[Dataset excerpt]

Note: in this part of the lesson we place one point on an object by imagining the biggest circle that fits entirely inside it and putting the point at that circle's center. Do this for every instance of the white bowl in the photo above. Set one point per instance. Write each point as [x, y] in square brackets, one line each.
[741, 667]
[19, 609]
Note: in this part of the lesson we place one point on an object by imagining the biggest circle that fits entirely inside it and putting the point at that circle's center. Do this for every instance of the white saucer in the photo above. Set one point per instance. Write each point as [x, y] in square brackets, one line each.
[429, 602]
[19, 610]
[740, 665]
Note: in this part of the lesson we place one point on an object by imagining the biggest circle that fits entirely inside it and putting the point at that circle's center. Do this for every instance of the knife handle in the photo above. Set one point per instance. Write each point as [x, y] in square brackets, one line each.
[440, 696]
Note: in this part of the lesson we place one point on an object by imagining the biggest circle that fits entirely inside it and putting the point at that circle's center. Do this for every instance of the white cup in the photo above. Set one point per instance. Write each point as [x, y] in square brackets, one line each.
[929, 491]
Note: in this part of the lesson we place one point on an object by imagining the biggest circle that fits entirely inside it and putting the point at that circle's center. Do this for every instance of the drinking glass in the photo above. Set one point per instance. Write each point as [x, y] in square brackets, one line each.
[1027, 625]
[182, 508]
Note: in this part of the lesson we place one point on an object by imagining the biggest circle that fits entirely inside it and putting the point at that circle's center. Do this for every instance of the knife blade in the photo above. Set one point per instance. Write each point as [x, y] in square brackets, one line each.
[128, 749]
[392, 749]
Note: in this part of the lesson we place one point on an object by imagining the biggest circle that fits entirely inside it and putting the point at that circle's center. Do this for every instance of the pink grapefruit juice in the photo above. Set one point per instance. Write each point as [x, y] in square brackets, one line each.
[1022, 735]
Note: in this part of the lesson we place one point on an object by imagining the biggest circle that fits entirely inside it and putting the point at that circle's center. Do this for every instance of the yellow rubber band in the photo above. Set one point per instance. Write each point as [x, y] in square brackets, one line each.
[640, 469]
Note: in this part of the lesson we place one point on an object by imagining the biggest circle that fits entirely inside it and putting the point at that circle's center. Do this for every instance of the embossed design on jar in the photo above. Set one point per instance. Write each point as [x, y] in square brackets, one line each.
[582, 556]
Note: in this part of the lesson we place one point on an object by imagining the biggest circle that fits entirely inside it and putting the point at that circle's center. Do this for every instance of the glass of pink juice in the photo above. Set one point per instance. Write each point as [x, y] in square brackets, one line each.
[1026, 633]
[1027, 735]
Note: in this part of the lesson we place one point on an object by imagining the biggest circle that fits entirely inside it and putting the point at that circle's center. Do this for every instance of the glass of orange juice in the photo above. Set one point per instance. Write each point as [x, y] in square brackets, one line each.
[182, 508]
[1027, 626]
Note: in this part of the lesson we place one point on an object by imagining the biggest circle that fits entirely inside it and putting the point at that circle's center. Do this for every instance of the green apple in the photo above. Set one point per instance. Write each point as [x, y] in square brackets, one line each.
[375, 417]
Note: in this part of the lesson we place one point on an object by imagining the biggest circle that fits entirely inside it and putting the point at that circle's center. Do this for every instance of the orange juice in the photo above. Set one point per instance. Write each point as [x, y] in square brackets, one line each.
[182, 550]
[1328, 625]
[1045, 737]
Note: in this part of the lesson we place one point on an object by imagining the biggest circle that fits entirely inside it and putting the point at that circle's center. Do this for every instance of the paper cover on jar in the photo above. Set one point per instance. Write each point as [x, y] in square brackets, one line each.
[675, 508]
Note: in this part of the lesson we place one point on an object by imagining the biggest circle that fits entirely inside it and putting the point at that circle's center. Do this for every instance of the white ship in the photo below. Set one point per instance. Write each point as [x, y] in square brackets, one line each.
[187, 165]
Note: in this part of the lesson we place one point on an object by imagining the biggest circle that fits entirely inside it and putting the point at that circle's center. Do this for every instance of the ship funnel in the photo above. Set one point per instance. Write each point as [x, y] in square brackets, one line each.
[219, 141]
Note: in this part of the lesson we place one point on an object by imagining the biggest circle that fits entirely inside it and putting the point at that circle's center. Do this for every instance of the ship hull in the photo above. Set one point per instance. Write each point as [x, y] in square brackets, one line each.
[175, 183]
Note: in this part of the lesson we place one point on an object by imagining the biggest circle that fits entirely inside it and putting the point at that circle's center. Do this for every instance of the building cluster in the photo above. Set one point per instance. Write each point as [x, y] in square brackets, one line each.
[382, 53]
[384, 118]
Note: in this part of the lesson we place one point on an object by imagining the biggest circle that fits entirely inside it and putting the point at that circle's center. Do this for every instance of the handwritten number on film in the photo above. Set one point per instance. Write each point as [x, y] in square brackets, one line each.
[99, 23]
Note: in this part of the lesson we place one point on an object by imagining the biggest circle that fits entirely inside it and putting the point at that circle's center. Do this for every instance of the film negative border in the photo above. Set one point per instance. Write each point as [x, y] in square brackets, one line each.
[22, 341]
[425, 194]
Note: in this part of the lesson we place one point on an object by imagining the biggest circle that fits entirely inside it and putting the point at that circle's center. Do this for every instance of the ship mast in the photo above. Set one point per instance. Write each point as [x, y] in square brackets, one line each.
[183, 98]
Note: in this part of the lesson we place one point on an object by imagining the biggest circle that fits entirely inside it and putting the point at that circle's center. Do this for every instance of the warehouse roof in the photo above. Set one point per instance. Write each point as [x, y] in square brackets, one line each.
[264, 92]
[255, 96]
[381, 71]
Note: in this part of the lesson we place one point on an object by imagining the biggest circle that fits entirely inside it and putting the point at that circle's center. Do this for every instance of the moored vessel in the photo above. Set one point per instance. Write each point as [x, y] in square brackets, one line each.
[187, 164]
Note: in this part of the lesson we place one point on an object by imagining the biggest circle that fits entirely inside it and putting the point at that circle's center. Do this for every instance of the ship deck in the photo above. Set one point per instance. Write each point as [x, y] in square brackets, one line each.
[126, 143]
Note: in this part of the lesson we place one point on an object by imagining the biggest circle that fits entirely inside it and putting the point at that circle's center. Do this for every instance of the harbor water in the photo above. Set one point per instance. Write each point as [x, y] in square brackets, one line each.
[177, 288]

...

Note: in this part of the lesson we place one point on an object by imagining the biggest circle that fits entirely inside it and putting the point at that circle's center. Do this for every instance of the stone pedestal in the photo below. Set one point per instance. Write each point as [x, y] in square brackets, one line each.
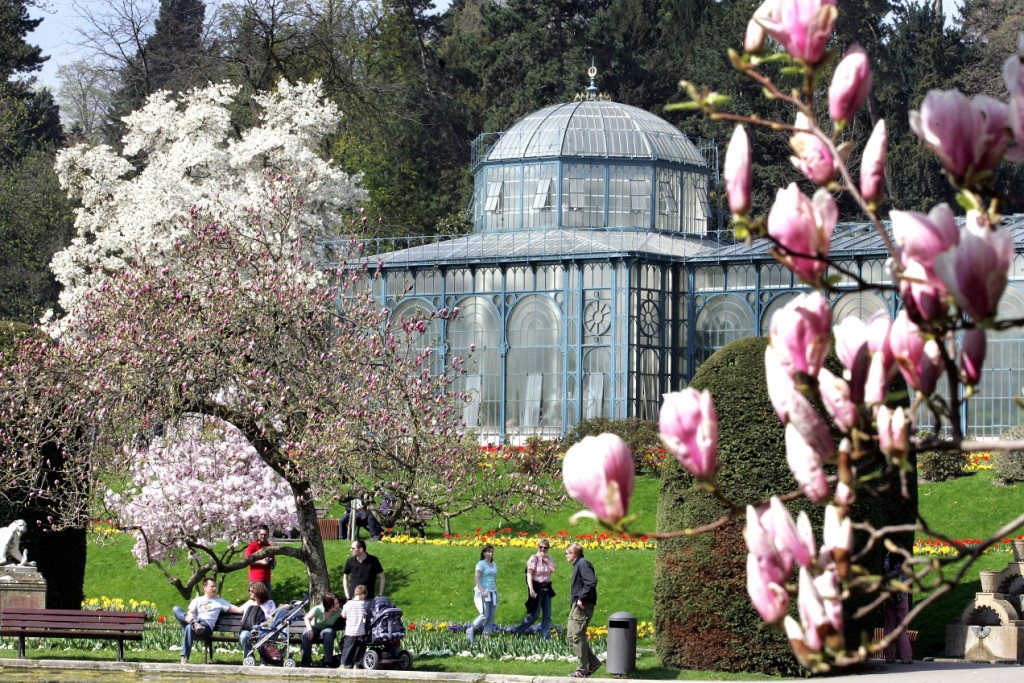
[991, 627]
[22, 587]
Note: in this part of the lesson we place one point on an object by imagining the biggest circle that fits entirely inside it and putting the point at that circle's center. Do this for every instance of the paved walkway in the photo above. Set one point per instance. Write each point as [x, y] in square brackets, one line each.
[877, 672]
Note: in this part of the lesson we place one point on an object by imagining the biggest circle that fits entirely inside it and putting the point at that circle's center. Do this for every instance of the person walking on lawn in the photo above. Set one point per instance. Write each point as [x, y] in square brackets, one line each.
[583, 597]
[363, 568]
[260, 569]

SET PROBLEM
Please rescale the records from the line that has "of the pink" through the line that has "[1022, 735]", giving those lines again with requests included and every point coordinate in the answers multiplied by 0.4 and rounded to a whole number, halves up. Leave the requests and their format samples unchanged, and return only those lines.

SOLUTION BELOW
Note: in this part of the lesson we place one point on an object by imagining the biggest circle that fits entirely inside it and putting the point at that circle's center. Do this for every instance of the pink grapefruit juice in the photo above. Set one point per instance. Write each point as [x, y] in square brackets, one line each.
[409, 294]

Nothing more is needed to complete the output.